Passage:
--------------------------------------------------

Celebrating Provence's Biodiversity
Updated: Mar 5
May 22 is the International Day for Biological Diversity. This is a great occasion to take a moment to relax, pour ourselves a glass of chilled rosé, and celebrate the incredible biodiversity of the Provence wine region.
Provence is one of the most diverse winemaking regions in France, and I would say in the world. There are 14 different grape varieties permitted for rosés in Coteaux d’Aix-en-Provence alone. If you count up all the grape varieties permitted for reds, whites and rosés in all nine AOP Provence appellations, there are 43 varieties permitted!
The most diverse Provence wine appellation in terms of how many different grape varieties are permitted in its wines is a tiny little appellation you may not have heard of: Palette. It’s near Aix-en-Provence, and the whole appellation spans only 1.5 hectares. To put that in perspective, the average vineyard in Provence is between 11 and 16 hectares, and by world standards that is considered to be fairly small. But the entire Palette appellation is only 1.5 hectares! There are only three producers with plots inside this appellation. Given its size, it doesn’t make very much wine, so if you want to taste it, you’ll have to come to Provence to get some. Altogether between the reds, rosés and whites, Palette allows a whopping 30 different grape varieties to be used!
One of the reasons Provence has such a diverse planting of grape vines is that it is one of the world’s oldest winemaking regions. The Phoenicians planted the first grape vines here in 600 BC and Provence was the first winemaking region in France. Throughout history, Provence has been populated by different people groups who planted different grape vines. Some of the grape varieties used in Provence today are ancient varieties that are all but obsolete elsewhere.
Another reason Provence is so diverse is because of the varied terroir – simply put, a lot of different grape varieties grow well here. We have the Mediterranean coast, the Southern Alps, and everything in between. As a result, we have a wide variety of different types of soil, like clay, limestone, gravel, sedimentary rock, sand and schist.
I can’t think of a better way to celebrate biodiversity than to enjoy a chilled glass of Provence rosé. Cheers!

--------------------------------------------------

Collected data entries:
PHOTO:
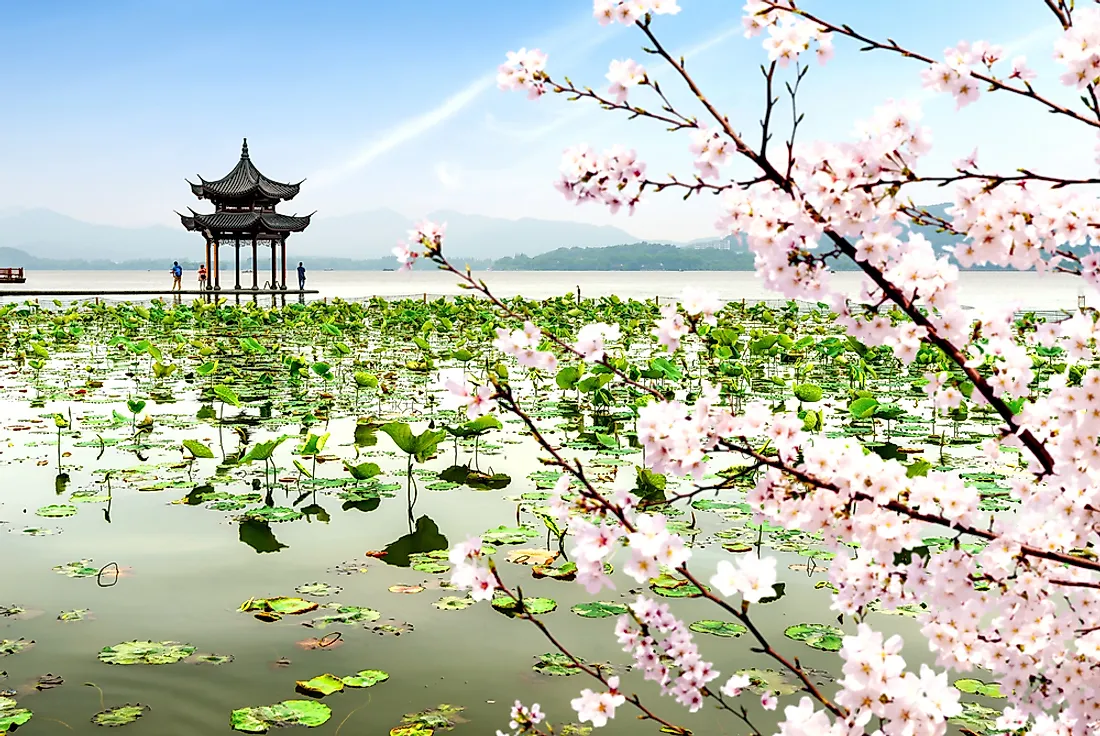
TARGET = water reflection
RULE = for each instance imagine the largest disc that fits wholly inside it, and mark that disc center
(260, 537)
(424, 538)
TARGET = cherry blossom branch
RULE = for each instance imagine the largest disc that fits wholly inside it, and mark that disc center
(892, 46)
(903, 509)
(894, 294)
(505, 398)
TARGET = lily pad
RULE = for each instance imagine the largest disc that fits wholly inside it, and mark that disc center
(271, 514)
(453, 602)
(598, 610)
(78, 569)
(119, 715)
(56, 511)
(318, 590)
(509, 606)
(276, 607)
(722, 628)
(288, 713)
(972, 687)
(344, 615)
(817, 636)
(365, 679)
(319, 687)
(14, 646)
(145, 652)
(11, 715)
(76, 614)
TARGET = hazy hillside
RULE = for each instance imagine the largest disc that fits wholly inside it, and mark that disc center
(372, 234)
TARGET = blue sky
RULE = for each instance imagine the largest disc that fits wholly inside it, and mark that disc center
(109, 106)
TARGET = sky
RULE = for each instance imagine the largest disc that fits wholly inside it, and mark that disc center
(111, 105)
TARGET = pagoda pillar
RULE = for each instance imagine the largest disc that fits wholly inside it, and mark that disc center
(217, 265)
(237, 248)
(283, 240)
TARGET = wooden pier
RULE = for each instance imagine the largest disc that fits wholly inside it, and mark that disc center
(154, 293)
(12, 276)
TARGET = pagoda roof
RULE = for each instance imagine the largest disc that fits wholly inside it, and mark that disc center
(272, 222)
(244, 182)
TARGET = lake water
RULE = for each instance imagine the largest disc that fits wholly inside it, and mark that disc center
(978, 288)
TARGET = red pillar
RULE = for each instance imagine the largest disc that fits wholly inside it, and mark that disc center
(284, 262)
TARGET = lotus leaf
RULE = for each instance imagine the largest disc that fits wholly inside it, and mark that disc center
(321, 685)
(453, 603)
(344, 615)
(11, 715)
(441, 717)
(146, 652)
(531, 557)
(717, 628)
(510, 606)
(818, 636)
(271, 514)
(365, 679)
(288, 713)
(978, 688)
(119, 715)
(318, 590)
(276, 607)
(14, 646)
(78, 614)
(56, 511)
(598, 610)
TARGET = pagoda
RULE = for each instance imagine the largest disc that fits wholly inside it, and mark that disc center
(244, 210)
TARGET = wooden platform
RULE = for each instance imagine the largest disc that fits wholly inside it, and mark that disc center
(152, 293)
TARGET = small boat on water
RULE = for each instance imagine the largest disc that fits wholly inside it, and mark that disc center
(12, 276)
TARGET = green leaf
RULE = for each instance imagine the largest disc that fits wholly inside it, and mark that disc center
(365, 678)
(145, 652)
(363, 471)
(197, 449)
(120, 715)
(288, 713)
(227, 395)
(319, 687)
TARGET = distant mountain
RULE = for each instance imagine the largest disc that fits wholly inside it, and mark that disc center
(363, 235)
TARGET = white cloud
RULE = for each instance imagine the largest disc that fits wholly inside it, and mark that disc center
(406, 131)
(448, 176)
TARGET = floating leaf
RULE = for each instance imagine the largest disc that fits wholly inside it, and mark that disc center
(318, 590)
(56, 511)
(321, 685)
(598, 610)
(509, 606)
(365, 679)
(11, 715)
(276, 607)
(344, 615)
(717, 628)
(145, 652)
(120, 715)
(978, 688)
(453, 603)
(818, 636)
(76, 614)
(14, 646)
(288, 713)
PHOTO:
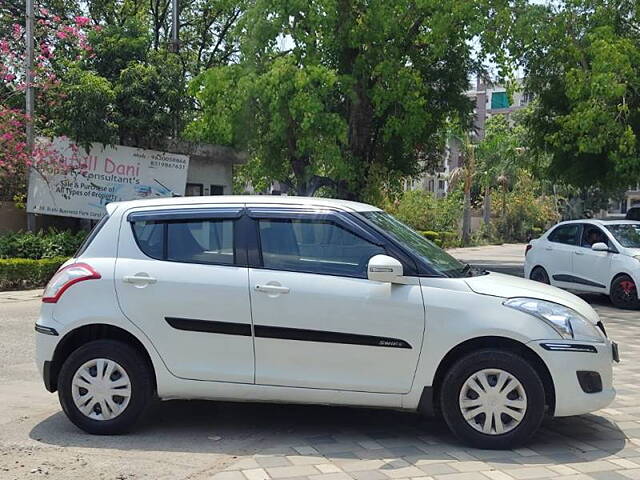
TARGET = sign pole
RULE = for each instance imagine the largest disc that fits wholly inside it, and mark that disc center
(30, 101)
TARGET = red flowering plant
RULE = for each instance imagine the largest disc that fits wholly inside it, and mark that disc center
(58, 43)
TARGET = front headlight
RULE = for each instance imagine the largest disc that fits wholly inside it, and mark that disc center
(567, 322)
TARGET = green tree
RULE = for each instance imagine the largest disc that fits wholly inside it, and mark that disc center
(376, 82)
(582, 59)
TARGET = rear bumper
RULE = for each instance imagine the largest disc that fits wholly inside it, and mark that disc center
(47, 338)
(570, 396)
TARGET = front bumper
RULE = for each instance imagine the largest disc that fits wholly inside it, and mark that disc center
(564, 365)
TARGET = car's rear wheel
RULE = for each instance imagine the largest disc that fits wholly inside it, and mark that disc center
(104, 386)
(624, 293)
(492, 399)
(539, 274)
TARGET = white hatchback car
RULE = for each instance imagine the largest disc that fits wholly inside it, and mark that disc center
(595, 256)
(309, 300)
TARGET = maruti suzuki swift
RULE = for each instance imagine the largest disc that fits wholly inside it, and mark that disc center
(309, 300)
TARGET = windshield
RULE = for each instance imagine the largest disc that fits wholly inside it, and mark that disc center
(437, 258)
(627, 234)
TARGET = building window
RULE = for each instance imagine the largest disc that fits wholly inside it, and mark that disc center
(499, 100)
(216, 190)
(193, 190)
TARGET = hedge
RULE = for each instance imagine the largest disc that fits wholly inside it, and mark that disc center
(43, 244)
(21, 273)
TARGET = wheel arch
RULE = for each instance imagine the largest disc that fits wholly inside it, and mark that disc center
(430, 399)
(87, 333)
(618, 275)
(538, 265)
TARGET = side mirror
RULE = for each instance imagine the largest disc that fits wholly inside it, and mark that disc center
(383, 268)
(600, 247)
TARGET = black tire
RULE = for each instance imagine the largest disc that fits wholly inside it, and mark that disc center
(514, 365)
(624, 293)
(539, 274)
(136, 368)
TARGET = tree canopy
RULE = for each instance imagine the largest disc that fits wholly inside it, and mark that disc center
(341, 94)
(581, 60)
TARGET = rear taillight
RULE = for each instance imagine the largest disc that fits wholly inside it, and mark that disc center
(65, 277)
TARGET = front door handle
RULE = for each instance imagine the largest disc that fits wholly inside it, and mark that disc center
(138, 279)
(271, 289)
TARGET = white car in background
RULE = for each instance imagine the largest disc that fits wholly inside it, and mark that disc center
(309, 300)
(596, 256)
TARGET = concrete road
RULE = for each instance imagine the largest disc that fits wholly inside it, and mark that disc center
(207, 440)
(506, 258)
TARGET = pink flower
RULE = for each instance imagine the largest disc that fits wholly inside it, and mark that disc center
(82, 21)
(16, 30)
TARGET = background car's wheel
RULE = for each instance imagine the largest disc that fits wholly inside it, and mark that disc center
(624, 293)
(104, 386)
(539, 274)
(492, 399)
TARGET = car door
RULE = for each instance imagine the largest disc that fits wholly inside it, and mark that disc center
(559, 249)
(181, 277)
(591, 270)
(319, 322)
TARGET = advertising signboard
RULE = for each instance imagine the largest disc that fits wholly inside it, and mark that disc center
(74, 183)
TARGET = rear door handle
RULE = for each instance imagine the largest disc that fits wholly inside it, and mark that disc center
(271, 289)
(138, 279)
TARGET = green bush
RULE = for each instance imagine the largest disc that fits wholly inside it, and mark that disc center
(443, 239)
(423, 211)
(19, 273)
(524, 211)
(44, 244)
(430, 235)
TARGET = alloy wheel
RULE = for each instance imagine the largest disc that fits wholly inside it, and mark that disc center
(101, 389)
(493, 401)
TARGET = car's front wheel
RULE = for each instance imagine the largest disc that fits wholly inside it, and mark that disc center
(624, 293)
(104, 386)
(492, 399)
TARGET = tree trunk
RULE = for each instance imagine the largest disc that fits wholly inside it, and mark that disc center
(487, 205)
(466, 218)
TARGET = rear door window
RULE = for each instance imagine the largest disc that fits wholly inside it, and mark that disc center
(178, 238)
(315, 247)
(201, 241)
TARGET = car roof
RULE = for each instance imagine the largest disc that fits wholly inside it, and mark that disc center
(281, 200)
(594, 221)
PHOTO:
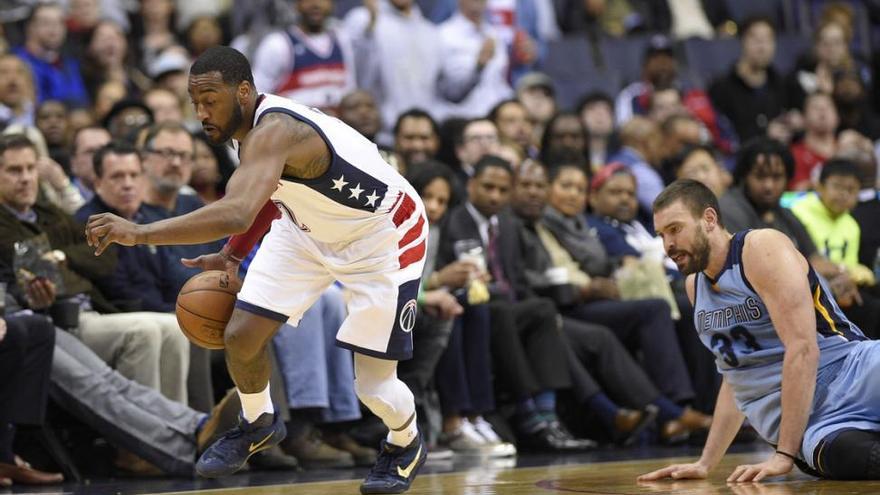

--------------------------------------------------

What the task requires:
For each statement, answer yes or no according to the passage on Provence's biodiversity, and quote the words that decide it.
1. The Palette appellation spans 1.5 hectares.
2. Five producers have plots inside the Palette appellation.
3. The Romans planted the first grape vines in Provence.

Answer to the exercise:
1. Yes: "the whole appellation spans only 1.5 hectares"
2. No: "There are only three producers with plots inside this appellation."
3. No: "The Phoenicians planted the first grape vines here in 600 BC"